■ **TAREFA PROPOSTA**
Você pode retomar o relato abaixo sobre o bedel Pedro Pirroque e dar continuidade a ele a partir da última frase?

Enquanto ouvíamos Nora Ney na vitrola do Sputnik, discutíamos política nacional e local, fofocas do Colégio Estadual e música popular brasileira. Pedro se queixou da tragédia de carregar o nome Piroca pelo resto da vida. Foi ai que eu comuniquei – ele não sabia – que a turma do Clássico só o conhecia como Pierre Pirroque. Ficou reconhecido com a homenagem: - Em francês, não soa pornográfico – disse, já bêbado.
Embora hoje não existam mais funcionários denominados de bedel, Pedro Pirroque foi um exemplo de dignidade para todos os bedéis do Brasil. Cumpriu seu dever, no exercício de suas funções, tirante os fins de semana quando tomava umas canas, afinal ninguém é de ferro, além do que tudo era responsabilidade do DNA da dona Maria. Suspeito que se não fosse eu, esse funcionário exemplar ficaria no eterno anonimato e sua passagem pelo planeta terra passaria em brancas nuvens. Por isso, deixo aqui esse registro para a posteridade.

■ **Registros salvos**
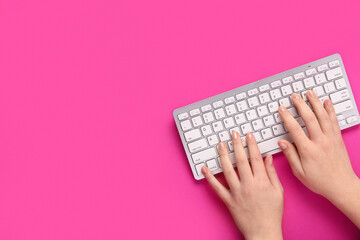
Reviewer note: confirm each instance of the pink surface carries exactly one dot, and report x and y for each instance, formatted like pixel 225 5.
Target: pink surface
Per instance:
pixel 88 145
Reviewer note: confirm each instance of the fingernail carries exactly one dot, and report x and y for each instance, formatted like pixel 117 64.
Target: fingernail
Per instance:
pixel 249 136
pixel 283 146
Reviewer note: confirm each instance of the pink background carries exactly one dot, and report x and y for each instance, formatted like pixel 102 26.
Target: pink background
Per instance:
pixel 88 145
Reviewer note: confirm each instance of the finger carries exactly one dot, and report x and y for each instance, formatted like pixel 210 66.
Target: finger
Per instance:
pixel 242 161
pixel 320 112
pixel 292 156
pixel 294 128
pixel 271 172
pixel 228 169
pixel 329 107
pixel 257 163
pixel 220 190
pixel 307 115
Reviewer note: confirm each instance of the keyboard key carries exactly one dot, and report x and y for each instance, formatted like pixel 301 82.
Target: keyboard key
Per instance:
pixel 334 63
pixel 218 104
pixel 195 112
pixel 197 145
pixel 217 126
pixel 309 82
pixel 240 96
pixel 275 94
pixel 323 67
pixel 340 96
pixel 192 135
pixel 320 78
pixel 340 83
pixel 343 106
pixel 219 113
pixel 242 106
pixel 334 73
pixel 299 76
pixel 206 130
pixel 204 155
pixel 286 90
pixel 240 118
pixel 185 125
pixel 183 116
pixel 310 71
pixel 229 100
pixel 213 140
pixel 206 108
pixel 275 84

■ **RESPOSTA DA TAREFA**
E o porre? Bem, quando cheguei em casa trocando as pernas, mais pra lá do que pra cá, minha mãe me deu uma surra homérica. Sobrou pro meu pai: - Olha o exemplo que tu estás dando ao teu filho, menor de idade. Essa história do meu primeiro porre, como todas as demais, tinha que terminar assim. Afinal, o mundo dá voltas, a Lusitana roda, mas tudo acaba sempre na cachaça do Barbosa.
P.S. – Pierre Pirroque não é mencionado, mas o cenário onde ele atuou está finamente desenhado no livro “Gymnasianos”, de Osiris Silva (Editora Cultural, Manaus, 2011) que li de uma só tacada. Leitura imperdível para quem viveu aquela época e recomendável para quem quer mergulhar no mundo estudantil e político do Amazonas nos anos 1960.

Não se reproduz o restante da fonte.